PASSAGE SHOWN:
** begin **
Meet the Arduino Uno R4 Minima and WiFi, Part 2
How does the performance of the new 32-bit R4s compare to that of the 8-bit R3?
August 2, 2023
As we discussed in my previous column, until a few weeks ago, the Arduino Uno microcontroller development board we’ve all grown to know and love was the R3 (“Revision 3”). This little rascal is powered by an ATmega328P microcontroller unit (MCU), which proffers an 8-bit data bus, a 16-MHz clock, 2 KB of SRAM (in which to store local variables and any data generated by the user’s program), and 32 KB of flash memory (in which the user’s program is stored). When this board is powered up, it immediately runs whatever program resides in the MCU’s flash memory.
Also of note is the fact that this board’s digital input/outputs (I/Os) switch between 0 V and 5 V, as compared with most of the newer Arduino offerings, which switch between 0 V and 3.3 V. This is important because—due to the open-source nature of the Arduino—a vast ecosystem of plug-in boards called “shields” has come into being. These shields, which are equipped with header pins that match the Uno’s footprint, include sensors, displays, motor controllers, relays, Wi-FI, and myriad other things. Not surprisingly, these shields all expect to see the 5 V signals employed by the Uno R3.
As an aside, even though a 16-MHz clock, 2 KB of RAM, and 32 KB of flash memory may not strike you as being overwhelming, I’ve happily used a bunch of Uno R3s to drive a wide variety of projects over the years, such as my Awesome Audio-Reactive Artifact, for example (where the “Awesome” is part of its official moniker).
Awesome Audio-Reactive Artifact
In this case, I started with a small travel suitcase that appears to be an expensive antique crafted out of wood and leather, but that’s really a cheap-and-cheerful imitation intended only for home décor. Next, I took a bunch of broken and discarded vacuum tubes, and I used epoxy to attach these to a thin plywood panel in which I’d drilled holes and painted black.
Next, I attached tricolor light-emitting diodes (LEDs) to the bottoms of the vacuum tubes. These were NeoPixels from Adafruit, which means they can be daisy-chained together. In turn, this means they can all be driven using a single pin on the MCU.
I also mounted a small microphone on the front of the case and used this to feed an 8-pin MSGEQ7 spectrum analyzer device. You can acquire these little scamps as standalone components from SparkFun, or you can purchase pre-constructed breakout boards from SparkFun or on eBay.
** end **
REQUIREMENTS:
**a.** According to the Arduino Uno article, how much flash memory does the ATmega328P offer?
**b.** Return the part of the Arduino Uno article from "Next, I attached" to "on the MCU.", copied exactly.
**c.** Check each statement against the Arduino Uno article. Mark each yes or no and quote the words of the article that decide it.
(i) The Uno R3's digital I/Os switch between 0 V and 3.3 V.
(ii) The NeoPixels can all be driven using a single pin on the MCU.
(iii) The suitcase used for the artifact is a genuine antique made of wood and leather.

RECORDED INFORMATION:
** begin **
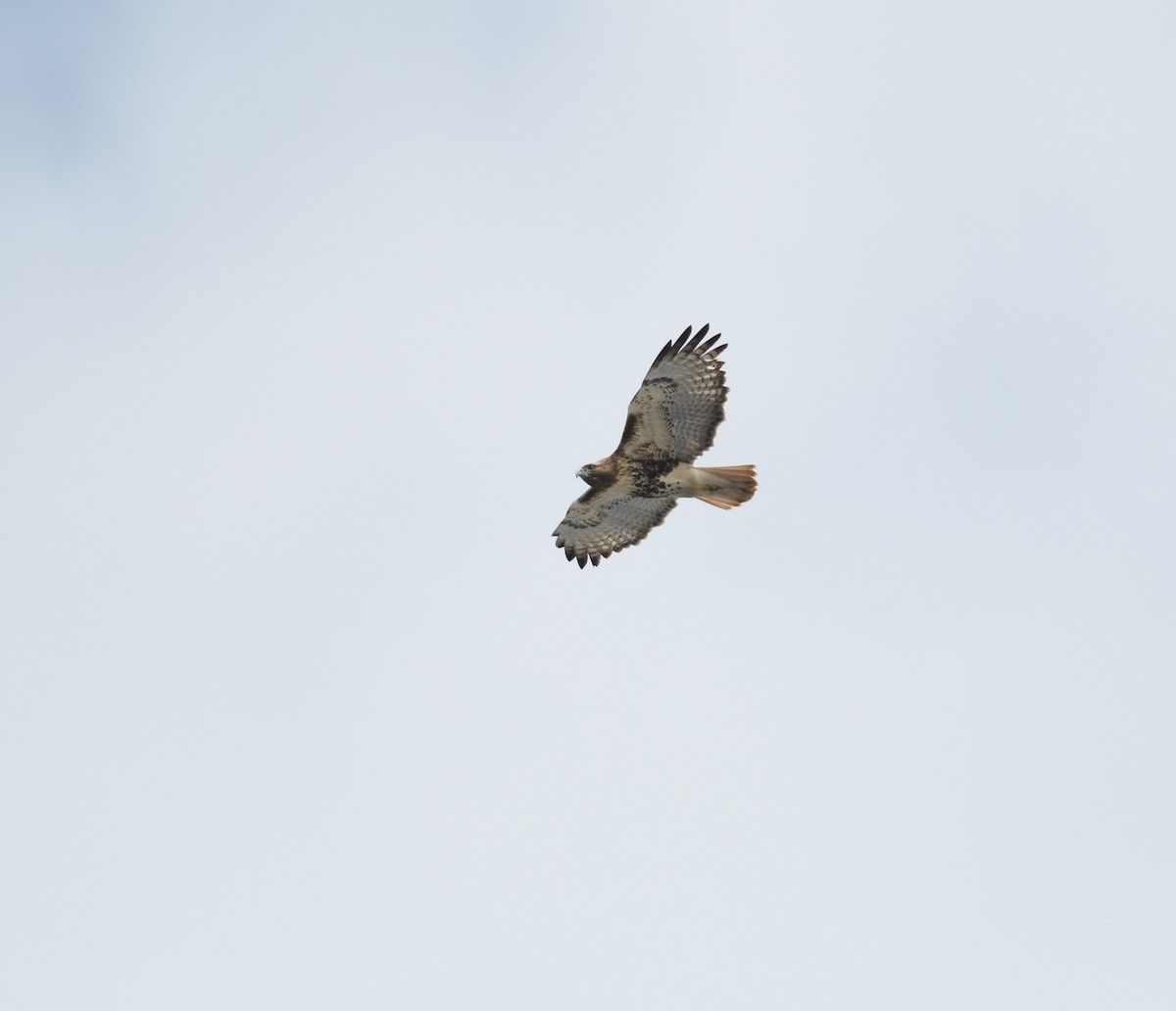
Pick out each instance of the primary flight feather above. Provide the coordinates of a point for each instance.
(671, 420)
** end **
** begin **
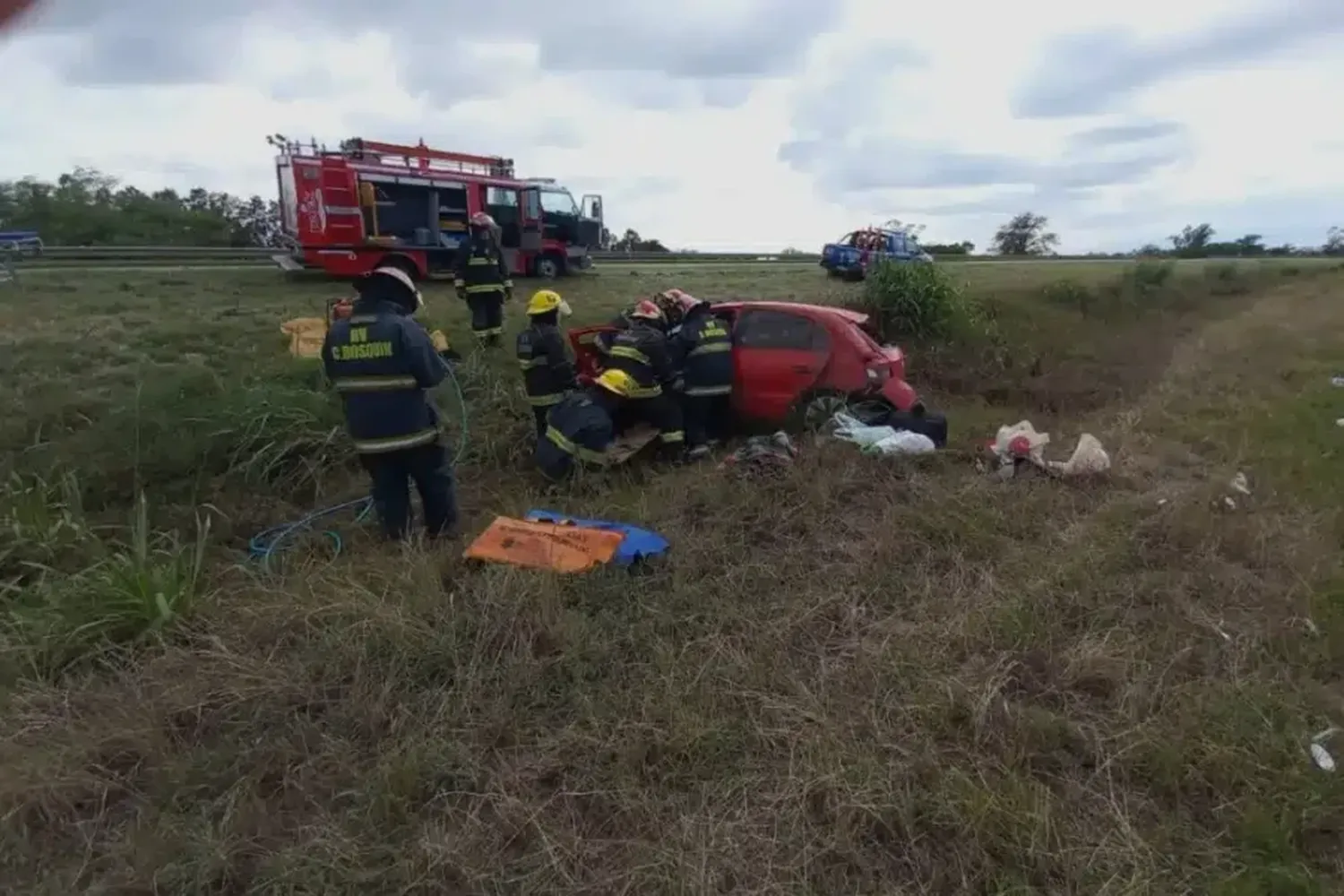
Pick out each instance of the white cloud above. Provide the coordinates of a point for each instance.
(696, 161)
** end **
RESULTS IN ORDER:
**a.** 32 KB

**b.**
Next, I attached tricolor light-emitting diodes (LEDs) to the bottoms of the vacuum tubes. These were NeoPixels from Adafruit, which means they can be daisy-chained together. In turn, this means they can all be driven using a single pin on the MCU.

**c.**
(i) No: "this board’s digital input/outputs (I/Os) switch between 0 V and 5 V"
(ii) Yes: "this means they can all be driven using a single pin on the MCU"
(iii) No: "that’s really a cheap-and-cheerful imitation intended only for home décor"